### What you need to do
Return each of the items below verbatim, leaving out the pictures.
:::::
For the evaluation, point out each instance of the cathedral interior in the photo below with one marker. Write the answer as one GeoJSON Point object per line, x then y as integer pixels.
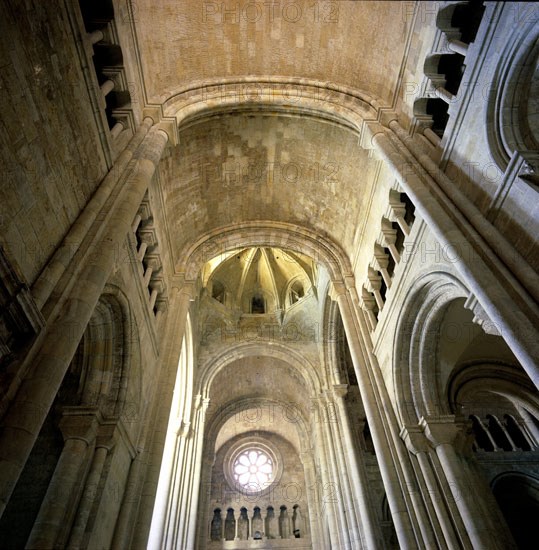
{"type": "Point", "coordinates": [268, 274]}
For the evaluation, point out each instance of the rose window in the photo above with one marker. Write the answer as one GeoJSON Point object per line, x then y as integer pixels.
{"type": "Point", "coordinates": [253, 470]}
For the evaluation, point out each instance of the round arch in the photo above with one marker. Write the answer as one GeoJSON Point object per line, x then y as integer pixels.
{"type": "Point", "coordinates": [264, 234]}
{"type": "Point", "coordinates": [324, 100]}
{"type": "Point", "coordinates": [511, 90]}
{"type": "Point", "coordinates": [415, 376]}
{"type": "Point", "coordinates": [275, 350]}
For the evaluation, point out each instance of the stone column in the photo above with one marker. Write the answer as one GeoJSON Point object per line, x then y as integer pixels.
{"type": "Point", "coordinates": [319, 534]}
{"type": "Point", "coordinates": [469, 239]}
{"type": "Point", "coordinates": [478, 509]}
{"type": "Point", "coordinates": [80, 230]}
{"type": "Point", "coordinates": [329, 508]}
{"type": "Point", "coordinates": [346, 515]}
{"type": "Point", "coordinates": [79, 428]}
{"type": "Point", "coordinates": [419, 446]}
{"type": "Point", "coordinates": [36, 394]}
{"type": "Point", "coordinates": [104, 444]}
{"type": "Point", "coordinates": [410, 532]}
{"type": "Point", "coordinates": [359, 483]}
{"type": "Point", "coordinates": [194, 486]}
{"type": "Point", "coordinates": [162, 399]}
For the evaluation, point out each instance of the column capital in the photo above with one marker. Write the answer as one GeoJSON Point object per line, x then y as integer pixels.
{"type": "Point", "coordinates": [445, 430]}
{"type": "Point", "coordinates": [336, 289]}
{"type": "Point", "coordinates": [340, 390]}
{"type": "Point", "coordinates": [79, 423]}
{"type": "Point", "coordinates": [415, 440]}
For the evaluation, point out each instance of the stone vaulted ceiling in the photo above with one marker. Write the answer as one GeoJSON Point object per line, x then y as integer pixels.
{"type": "Point", "coordinates": [264, 165]}
{"type": "Point", "coordinates": [182, 42]}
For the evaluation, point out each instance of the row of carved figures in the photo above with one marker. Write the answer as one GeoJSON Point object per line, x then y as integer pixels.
{"type": "Point", "coordinates": [253, 526]}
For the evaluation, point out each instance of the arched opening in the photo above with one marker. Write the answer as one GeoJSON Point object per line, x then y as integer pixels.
{"type": "Point", "coordinates": [518, 498]}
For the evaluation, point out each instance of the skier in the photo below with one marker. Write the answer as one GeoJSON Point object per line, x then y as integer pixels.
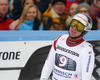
{"type": "Point", "coordinates": [71, 57]}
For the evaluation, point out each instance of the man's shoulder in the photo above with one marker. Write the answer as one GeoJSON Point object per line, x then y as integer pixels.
{"type": "Point", "coordinates": [87, 45]}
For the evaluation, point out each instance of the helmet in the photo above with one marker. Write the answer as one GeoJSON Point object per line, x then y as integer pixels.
{"type": "Point", "coordinates": [85, 20]}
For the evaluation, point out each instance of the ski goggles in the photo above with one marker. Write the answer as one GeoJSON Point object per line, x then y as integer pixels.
{"type": "Point", "coordinates": [79, 26]}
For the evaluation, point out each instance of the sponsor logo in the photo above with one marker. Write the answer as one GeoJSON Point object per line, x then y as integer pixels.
{"type": "Point", "coordinates": [89, 60]}
{"type": "Point", "coordinates": [68, 51]}
{"type": "Point", "coordinates": [10, 55]}
{"type": "Point", "coordinates": [62, 73]}
{"type": "Point", "coordinates": [65, 62]}
{"type": "Point", "coordinates": [82, 18]}
{"type": "Point", "coordinates": [90, 52]}
{"type": "Point", "coordinates": [75, 75]}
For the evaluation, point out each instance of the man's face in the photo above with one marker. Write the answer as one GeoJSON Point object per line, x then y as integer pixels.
{"type": "Point", "coordinates": [59, 7]}
{"type": "Point", "coordinates": [3, 7]}
{"type": "Point", "coordinates": [73, 32]}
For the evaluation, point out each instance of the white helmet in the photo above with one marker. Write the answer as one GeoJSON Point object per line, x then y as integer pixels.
{"type": "Point", "coordinates": [84, 19]}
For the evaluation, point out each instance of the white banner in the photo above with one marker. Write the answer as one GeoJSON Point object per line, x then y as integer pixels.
{"type": "Point", "coordinates": [15, 55]}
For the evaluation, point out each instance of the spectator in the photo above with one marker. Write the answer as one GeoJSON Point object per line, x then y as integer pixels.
{"type": "Point", "coordinates": [29, 17]}
{"type": "Point", "coordinates": [70, 2]}
{"type": "Point", "coordinates": [26, 2]}
{"type": "Point", "coordinates": [17, 9]}
{"type": "Point", "coordinates": [16, 24]}
{"type": "Point", "coordinates": [4, 20]}
{"type": "Point", "coordinates": [96, 12]}
{"type": "Point", "coordinates": [86, 8]}
{"type": "Point", "coordinates": [54, 17]}
{"type": "Point", "coordinates": [71, 12]}
{"type": "Point", "coordinates": [86, 1]}
{"type": "Point", "coordinates": [42, 5]}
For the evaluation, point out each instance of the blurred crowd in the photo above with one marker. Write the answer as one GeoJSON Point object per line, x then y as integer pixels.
{"type": "Point", "coordinates": [45, 14]}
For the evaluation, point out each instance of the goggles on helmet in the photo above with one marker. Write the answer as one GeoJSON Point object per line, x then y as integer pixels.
{"type": "Point", "coordinates": [79, 26]}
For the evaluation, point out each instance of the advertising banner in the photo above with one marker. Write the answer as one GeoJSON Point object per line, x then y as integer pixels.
{"type": "Point", "coordinates": [22, 54]}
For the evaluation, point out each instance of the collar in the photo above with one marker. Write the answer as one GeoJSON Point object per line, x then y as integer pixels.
:::::
### Written answer
For the evaluation, point out each instance of the cathedral interior in the photo below with one marker. Write the answer as one GeoJSON Point object per line, x then y as integer pixels.
{"type": "Point", "coordinates": [268, 274]}
For the evaluation, point out each instance of the rose window in the photo above with one marker. Write the answer as one GeoJSON Point object per line, x then y as integer pixels.
{"type": "Point", "coordinates": [253, 470]}
For the evaluation, point out each instance of the round arch in the photo above with one marker. Write the answer as one GeoJSON Point object per line, x then y as integer pixels.
{"type": "Point", "coordinates": [264, 234]}
{"type": "Point", "coordinates": [324, 100]}
{"type": "Point", "coordinates": [511, 90]}
{"type": "Point", "coordinates": [415, 376]}
{"type": "Point", "coordinates": [275, 350]}
For the evaluation, point out each instance of the stone column in the photo above with one marker. Write the answer as one GeoJSON Point object per line, x then y as integer pixels.
{"type": "Point", "coordinates": [319, 534]}
{"type": "Point", "coordinates": [469, 239]}
{"type": "Point", "coordinates": [478, 509]}
{"type": "Point", "coordinates": [80, 230]}
{"type": "Point", "coordinates": [329, 508]}
{"type": "Point", "coordinates": [346, 515]}
{"type": "Point", "coordinates": [79, 428]}
{"type": "Point", "coordinates": [419, 446]}
{"type": "Point", "coordinates": [36, 394]}
{"type": "Point", "coordinates": [104, 444]}
{"type": "Point", "coordinates": [410, 532]}
{"type": "Point", "coordinates": [359, 483]}
{"type": "Point", "coordinates": [194, 486]}
{"type": "Point", "coordinates": [162, 399]}
For the evaluation, point out each instance of the column capital in the photo above with one marker. Write the answer as one GeoJSON Point object per line, x then y as integer pixels.
{"type": "Point", "coordinates": [445, 430]}
{"type": "Point", "coordinates": [336, 289]}
{"type": "Point", "coordinates": [340, 390]}
{"type": "Point", "coordinates": [79, 423]}
{"type": "Point", "coordinates": [415, 440]}
For the evaluation, point out each instance of the stone vaulted ceiling in the photo above with one marker. Write the answer as one GeoJSON Point object per line, x then y as integer pixels.
{"type": "Point", "coordinates": [264, 165]}
{"type": "Point", "coordinates": [182, 42]}
For the evaluation, point out each instance of the row of carved figures in the photo above with one marker. Write the answer as one GeoJSON Point object per line, x then y as integer pixels.
{"type": "Point", "coordinates": [253, 526]}
For the evaluation, point out each instance of the arched opening in the photo above with one marker. Write the answer as one GeoJSON Point object per line, x then y as integer pixels.
{"type": "Point", "coordinates": [518, 498]}
For the evaluation, point out each instance of the skier in the photo below with one marker. Write the answer as one GeoJSON Point object per line, x then y as integer pixels.
{"type": "Point", "coordinates": [71, 57]}
For the evaluation, point out each instance of the man's shoulder in the photo above with one marker. Write the answer as one GeoJSON Point object per line, x then y as integer pixels.
{"type": "Point", "coordinates": [87, 45]}
For the evaluation, point out each instance of the helmet in the photo above with one marker. Write the answer as one GeoJSON Point object per line, x then y as integer pixels.
{"type": "Point", "coordinates": [85, 20]}
For the evaluation, point out each instance of the ski goggles in the photo above with one marker. Write the answer as one GeoJSON Point object per line, x then y as integer pixels.
{"type": "Point", "coordinates": [79, 26]}
For the evaluation, point out each instance of the sponsor logo in the photo above with one marker. Write the answer as one GeoJSON Point object per line, x then y as integer pixels.
{"type": "Point", "coordinates": [89, 60]}
{"type": "Point", "coordinates": [68, 51]}
{"type": "Point", "coordinates": [10, 55]}
{"type": "Point", "coordinates": [62, 73]}
{"type": "Point", "coordinates": [65, 62]}
{"type": "Point", "coordinates": [82, 18]}
{"type": "Point", "coordinates": [90, 52]}
{"type": "Point", "coordinates": [75, 75]}
For the evaluation, point out each instance of the man's face in the photo above with one marker. Write the answer as one GeoJSON Point object per line, x then y as integer pixels.
{"type": "Point", "coordinates": [59, 7]}
{"type": "Point", "coordinates": [3, 7]}
{"type": "Point", "coordinates": [73, 32]}
For the evaluation, point out each instance of the white helmet in the photo above with one marker. Write the answer as one GeoJSON Point object per line, x then y as integer pixels.
{"type": "Point", "coordinates": [84, 19]}
For the evaluation, point out each instance of the white banner in the photo above with one marker. Write the answer as one GeoJSON Point object per line, x then y as integer pixels.
{"type": "Point", "coordinates": [15, 55]}
For the evaluation, point out each instance of the spectator in the photo above with one marker. Write the answer as one GeoJSON Point object per line, x then y as integer pixels.
{"type": "Point", "coordinates": [29, 17]}
{"type": "Point", "coordinates": [70, 2]}
{"type": "Point", "coordinates": [26, 2]}
{"type": "Point", "coordinates": [17, 9]}
{"type": "Point", "coordinates": [16, 24]}
{"type": "Point", "coordinates": [4, 20]}
{"type": "Point", "coordinates": [96, 12]}
{"type": "Point", "coordinates": [86, 8]}
{"type": "Point", "coordinates": [54, 17]}
{"type": "Point", "coordinates": [71, 12]}
{"type": "Point", "coordinates": [86, 1]}
{"type": "Point", "coordinates": [42, 5]}
For the evaluation, point out each instance of the blurred crowd in the photo above with one marker. Write the answer as one GeoJSON Point object per line, x then y as integer pixels.
{"type": "Point", "coordinates": [45, 14]}
For the evaluation, point out each instance of the goggles on helmet in the photo above with one marker. Write the answer as one GeoJSON Point object per line, x then y as integer pixels.
{"type": "Point", "coordinates": [79, 26]}
For the evaluation, point out each instance of the advertising banner in the photo above with one marker. Write the answer as one GeoJSON Point object per line, x then y as integer pixels.
{"type": "Point", "coordinates": [22, 54]}
For the evaluation, point out each instance of the collar in the photo above with one marker. Write the answer as one GeoJSON Point object per line, x then y as integer pixels.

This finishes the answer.